Text
□ □ □ □

Backup jobs not created anymore

Hi,
Using PG Opertor 2.3.1 Postgresql 15
I was testing a backup cleaning script during which the PerconaPGBackup suddenly stopped creating backup jobs.
It is unknown when the issue happened but I think it was possibly during some mistakes when the script deleted some PerconaPGBackups that were not completed
It is useless to post the script code because I don’t know during which change this happened
Every PerconaPGBackup looks like this now, without a job created:

apiVersion: pgv2.percona.com/v2
kind: PerconaPGBackup
metadata:
  creationTimestamp: '2024-08-28T06:49:25Z'
  generateName: service-1-pg-db-repo2-incr-
  generation: 1
  managedFields:
    - apiVersion: pgv2.percona.com/v2
      fieldsType: FieldsV1
      fieldsV1:
        f:metadata:
          f:generateName: {}
        f:spec:
          .: {}
          f:options: {}
          f:pgCluster: {}
          f:repoName: {}
      manager: postgres-operator
      operation: Update
      time: '2024-08-28T06:49:25Z'
  name: service-1-pg-db-repo2-incr-pdsn9
  namespace: postgres
  resourceVersion: '569677870'
  uid: fddf2d7c-b598-4471-a92b-cff304e42051
  selfLink: >-
    /apis/pgv2.percona.com/v2/namespaces/postgres/perconapgbackups/service-1-pg-db-repo2-incr-pdsn9
spec:
  options:
    - '--type=incr'
  pgCluster: service-1-pg-db
  repoName: repo2

Hi,
So I continued testing and I realised that the backups stops working because I am removing the PerconaPGBackups CRs with a certain pattern.

□ □ □ □

Source data
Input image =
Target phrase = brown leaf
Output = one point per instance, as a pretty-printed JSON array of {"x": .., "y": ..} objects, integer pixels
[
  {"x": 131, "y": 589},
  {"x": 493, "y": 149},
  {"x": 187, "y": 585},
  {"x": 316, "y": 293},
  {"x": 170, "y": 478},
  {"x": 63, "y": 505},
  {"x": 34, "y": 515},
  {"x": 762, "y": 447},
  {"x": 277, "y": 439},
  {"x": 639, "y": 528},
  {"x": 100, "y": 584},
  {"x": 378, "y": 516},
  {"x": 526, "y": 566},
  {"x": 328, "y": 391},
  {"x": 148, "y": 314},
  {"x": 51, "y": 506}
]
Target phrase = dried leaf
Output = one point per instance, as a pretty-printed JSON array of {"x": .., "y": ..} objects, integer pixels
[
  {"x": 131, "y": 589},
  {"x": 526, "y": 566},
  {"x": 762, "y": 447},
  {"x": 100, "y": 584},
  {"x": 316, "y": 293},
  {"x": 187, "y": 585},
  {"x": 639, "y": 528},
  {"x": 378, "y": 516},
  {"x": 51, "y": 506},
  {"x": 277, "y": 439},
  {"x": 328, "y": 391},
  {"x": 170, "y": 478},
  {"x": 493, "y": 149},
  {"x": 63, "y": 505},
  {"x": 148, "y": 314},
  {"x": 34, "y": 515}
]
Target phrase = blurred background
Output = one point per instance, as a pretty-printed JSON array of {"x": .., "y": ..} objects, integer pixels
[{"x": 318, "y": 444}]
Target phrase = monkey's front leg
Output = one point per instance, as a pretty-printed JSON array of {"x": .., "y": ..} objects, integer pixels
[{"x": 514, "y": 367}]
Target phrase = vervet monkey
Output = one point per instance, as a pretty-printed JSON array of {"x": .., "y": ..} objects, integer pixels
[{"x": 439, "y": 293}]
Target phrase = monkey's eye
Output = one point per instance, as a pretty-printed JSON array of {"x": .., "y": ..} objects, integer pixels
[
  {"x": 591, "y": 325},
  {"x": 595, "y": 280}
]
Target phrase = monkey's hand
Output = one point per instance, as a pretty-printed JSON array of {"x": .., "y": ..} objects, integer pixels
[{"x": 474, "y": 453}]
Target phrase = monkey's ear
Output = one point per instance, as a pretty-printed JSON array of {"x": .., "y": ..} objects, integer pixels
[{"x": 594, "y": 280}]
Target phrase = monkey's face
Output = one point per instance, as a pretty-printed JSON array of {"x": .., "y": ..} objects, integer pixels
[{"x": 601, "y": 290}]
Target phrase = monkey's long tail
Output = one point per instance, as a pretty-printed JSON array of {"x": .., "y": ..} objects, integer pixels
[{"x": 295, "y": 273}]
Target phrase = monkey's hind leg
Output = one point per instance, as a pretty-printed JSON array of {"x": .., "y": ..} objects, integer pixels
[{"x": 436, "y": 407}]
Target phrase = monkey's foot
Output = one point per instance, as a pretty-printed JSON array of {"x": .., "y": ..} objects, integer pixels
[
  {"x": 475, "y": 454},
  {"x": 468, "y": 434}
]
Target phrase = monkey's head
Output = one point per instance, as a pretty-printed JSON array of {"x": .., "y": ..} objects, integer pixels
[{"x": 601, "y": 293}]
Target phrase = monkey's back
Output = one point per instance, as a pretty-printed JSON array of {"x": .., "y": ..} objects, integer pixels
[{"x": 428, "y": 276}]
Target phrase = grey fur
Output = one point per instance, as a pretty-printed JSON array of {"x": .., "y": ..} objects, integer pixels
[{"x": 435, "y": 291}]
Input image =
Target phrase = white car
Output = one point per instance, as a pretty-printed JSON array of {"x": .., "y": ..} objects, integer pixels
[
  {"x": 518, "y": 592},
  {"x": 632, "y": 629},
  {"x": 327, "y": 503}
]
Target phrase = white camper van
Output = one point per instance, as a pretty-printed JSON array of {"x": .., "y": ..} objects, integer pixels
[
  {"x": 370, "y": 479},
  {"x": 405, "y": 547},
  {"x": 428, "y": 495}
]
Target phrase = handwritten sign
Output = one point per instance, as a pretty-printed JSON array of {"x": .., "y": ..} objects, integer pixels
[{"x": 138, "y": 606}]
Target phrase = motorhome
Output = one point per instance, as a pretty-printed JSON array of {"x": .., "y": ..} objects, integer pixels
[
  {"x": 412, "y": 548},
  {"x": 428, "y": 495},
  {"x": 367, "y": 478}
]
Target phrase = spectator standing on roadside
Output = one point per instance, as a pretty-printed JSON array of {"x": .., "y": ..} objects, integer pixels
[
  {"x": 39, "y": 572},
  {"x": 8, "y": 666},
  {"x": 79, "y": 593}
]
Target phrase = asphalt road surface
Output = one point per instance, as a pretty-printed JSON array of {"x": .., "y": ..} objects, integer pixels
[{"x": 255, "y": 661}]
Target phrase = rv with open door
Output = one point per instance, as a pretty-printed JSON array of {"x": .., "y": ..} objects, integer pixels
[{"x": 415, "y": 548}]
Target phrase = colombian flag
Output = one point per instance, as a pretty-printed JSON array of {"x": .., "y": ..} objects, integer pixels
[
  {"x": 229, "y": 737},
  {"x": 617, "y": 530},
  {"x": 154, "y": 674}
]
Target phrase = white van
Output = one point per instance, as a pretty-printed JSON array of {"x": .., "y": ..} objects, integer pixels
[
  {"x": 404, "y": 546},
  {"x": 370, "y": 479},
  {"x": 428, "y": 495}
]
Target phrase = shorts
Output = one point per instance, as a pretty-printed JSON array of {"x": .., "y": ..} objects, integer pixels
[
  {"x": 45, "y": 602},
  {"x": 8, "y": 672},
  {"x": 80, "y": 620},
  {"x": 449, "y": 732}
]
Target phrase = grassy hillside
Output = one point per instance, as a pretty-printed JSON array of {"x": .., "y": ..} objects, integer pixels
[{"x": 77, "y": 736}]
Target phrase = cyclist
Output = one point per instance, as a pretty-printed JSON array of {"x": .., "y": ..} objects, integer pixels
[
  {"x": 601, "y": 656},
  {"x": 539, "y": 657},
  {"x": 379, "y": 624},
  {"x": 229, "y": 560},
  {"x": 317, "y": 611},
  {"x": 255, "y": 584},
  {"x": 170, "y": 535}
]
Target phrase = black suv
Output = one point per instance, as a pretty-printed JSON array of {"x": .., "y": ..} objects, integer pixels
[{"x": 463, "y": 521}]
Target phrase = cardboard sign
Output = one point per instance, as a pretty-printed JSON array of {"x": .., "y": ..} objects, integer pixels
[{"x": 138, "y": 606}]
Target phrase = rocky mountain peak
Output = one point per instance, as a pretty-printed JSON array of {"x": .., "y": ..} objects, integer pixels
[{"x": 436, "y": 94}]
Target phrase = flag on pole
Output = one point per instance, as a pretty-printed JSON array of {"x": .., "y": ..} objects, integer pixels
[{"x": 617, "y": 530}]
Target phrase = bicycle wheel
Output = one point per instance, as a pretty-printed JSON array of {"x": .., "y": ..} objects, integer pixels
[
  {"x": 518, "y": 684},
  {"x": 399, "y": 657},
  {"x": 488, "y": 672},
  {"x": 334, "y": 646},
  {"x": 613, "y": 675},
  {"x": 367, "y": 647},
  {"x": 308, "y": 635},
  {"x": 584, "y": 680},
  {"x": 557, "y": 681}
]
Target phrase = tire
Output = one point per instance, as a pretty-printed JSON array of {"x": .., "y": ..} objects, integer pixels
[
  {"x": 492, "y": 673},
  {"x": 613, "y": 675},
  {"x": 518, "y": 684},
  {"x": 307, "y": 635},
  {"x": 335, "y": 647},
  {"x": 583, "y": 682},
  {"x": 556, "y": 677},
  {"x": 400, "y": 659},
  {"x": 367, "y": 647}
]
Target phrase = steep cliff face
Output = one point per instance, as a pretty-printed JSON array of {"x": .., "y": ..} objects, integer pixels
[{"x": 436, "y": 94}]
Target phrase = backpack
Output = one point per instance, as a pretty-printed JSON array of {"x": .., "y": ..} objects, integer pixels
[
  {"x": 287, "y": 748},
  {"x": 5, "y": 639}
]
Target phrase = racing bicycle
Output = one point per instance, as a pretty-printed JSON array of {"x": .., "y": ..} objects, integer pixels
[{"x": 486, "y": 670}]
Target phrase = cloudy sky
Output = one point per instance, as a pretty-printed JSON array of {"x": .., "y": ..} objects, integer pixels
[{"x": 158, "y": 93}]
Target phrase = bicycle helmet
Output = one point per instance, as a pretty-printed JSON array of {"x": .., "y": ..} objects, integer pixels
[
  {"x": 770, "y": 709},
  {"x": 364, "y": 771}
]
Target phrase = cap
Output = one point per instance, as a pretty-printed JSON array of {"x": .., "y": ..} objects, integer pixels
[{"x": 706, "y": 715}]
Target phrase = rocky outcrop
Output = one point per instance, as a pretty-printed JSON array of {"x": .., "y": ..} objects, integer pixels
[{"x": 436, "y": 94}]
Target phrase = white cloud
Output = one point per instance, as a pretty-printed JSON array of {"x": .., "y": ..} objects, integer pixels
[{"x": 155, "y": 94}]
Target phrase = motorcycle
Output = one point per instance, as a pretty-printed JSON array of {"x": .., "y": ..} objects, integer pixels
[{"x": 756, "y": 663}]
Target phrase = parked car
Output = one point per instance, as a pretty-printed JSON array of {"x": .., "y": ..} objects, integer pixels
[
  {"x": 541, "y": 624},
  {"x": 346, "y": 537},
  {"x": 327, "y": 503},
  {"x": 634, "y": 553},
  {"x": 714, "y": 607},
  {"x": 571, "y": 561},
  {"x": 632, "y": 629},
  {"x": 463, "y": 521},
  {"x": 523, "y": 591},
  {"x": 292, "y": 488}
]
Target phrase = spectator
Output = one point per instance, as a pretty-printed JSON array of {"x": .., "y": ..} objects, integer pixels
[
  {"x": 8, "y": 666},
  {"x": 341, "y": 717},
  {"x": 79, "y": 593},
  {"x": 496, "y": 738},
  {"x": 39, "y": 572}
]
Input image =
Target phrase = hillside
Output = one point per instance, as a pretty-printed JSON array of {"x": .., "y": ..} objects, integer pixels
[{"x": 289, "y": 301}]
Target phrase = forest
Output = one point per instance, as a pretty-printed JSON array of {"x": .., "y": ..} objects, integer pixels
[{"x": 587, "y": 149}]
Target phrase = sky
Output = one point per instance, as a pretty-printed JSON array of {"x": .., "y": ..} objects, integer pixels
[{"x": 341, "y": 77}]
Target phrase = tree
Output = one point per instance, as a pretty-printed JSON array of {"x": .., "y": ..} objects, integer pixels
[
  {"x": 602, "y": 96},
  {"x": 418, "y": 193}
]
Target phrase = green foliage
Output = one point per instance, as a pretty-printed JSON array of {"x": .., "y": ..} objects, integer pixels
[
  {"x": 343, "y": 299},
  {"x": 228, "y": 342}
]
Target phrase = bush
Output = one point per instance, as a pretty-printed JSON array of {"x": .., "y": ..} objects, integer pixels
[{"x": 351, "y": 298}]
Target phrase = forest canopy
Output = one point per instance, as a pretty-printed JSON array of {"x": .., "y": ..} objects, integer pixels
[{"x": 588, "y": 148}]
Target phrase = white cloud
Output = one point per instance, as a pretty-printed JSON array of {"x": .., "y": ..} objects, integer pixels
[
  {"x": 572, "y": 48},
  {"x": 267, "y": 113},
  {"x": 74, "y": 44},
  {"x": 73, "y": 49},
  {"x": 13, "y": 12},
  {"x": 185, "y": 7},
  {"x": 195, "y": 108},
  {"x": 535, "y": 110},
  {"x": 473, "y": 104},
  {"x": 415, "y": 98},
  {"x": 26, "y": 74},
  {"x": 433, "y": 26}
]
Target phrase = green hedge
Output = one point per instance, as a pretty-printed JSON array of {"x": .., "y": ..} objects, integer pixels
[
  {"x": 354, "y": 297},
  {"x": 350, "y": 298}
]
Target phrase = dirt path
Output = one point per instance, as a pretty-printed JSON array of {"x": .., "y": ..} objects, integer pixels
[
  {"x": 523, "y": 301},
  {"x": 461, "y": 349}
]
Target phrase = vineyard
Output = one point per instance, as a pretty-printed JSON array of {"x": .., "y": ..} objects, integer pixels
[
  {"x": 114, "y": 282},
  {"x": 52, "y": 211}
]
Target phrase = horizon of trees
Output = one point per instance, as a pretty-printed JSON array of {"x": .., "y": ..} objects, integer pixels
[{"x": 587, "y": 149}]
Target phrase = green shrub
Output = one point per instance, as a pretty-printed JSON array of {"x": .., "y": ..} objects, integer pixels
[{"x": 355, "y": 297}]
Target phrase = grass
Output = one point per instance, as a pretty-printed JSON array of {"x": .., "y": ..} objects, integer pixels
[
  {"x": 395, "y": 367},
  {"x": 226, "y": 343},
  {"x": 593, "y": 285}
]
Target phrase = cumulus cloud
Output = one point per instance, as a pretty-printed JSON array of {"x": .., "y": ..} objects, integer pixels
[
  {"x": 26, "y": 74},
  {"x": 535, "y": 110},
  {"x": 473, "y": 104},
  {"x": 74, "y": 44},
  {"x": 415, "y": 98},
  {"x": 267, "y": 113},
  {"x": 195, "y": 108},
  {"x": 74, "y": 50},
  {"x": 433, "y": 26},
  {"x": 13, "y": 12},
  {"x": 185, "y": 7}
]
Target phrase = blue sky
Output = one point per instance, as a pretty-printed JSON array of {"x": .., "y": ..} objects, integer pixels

□ □ □ □

Exercise objective
Transcribe the forum thread about backup jobs no longer being created in full, with every line unchanged.

Worked solution
Backup jobs not created anymore

Hi,
Using PG Opertor 2.3.1 Postgresql 15
I was testing a backup cleaning script during which the PerconaPGBackup suddenly stopped creating backup jobs.
It is unknown when the issue happened but I think it was possibly during some mistakes when the script deleted some PerconaPGBackups that were not completed
It is useless to post the script code because I don’t know during which change this happened
Every PerconaPGBackup looks like this now, without a job created:

apiVersion: pgv2.percona.com/v2
kind: PerconaPGBackup
metadata:
  creationTimestamp: '2024-08-28T06:49:25Z'
  generateName: service-1-pg-db-repo2-incr-
  generation: 1
  managedFields:
    - apiVersion: pgv2.percona.com/v2
      fieldsType: FieldsV1
      fieldsV1:
        f:metadata:
          f:generateName: {}
        f:spec:
          .: {}
          f:options: {}
          f:pgCluster: {}
          f:repoName: {}
      manager: postgres-operator
      operation: Update
      time: '2024-08-28T06:49:25Z'
  name: service-1-pg-db-repo2-incr-pdsn9
  namespace: postgres
  resourceVersion: '569677870'
  uid: fddf2d7c-b598-4471-a92b-cff304e42051
  selfLink: >-
    /apis/pgv2.percona.com/v2/namespaces/postgres/perconapgbackups/service-1-pg-db-repo2-incr-pdsn9
spec:
  options:
    - '--type=incr'
  pgCluster: service-1-pg-db
  repoName: repo2

Hi,
So I continued testing and I realised that the backups stops working because I am removing the PerconaPGBackups CRs with a certain pattern.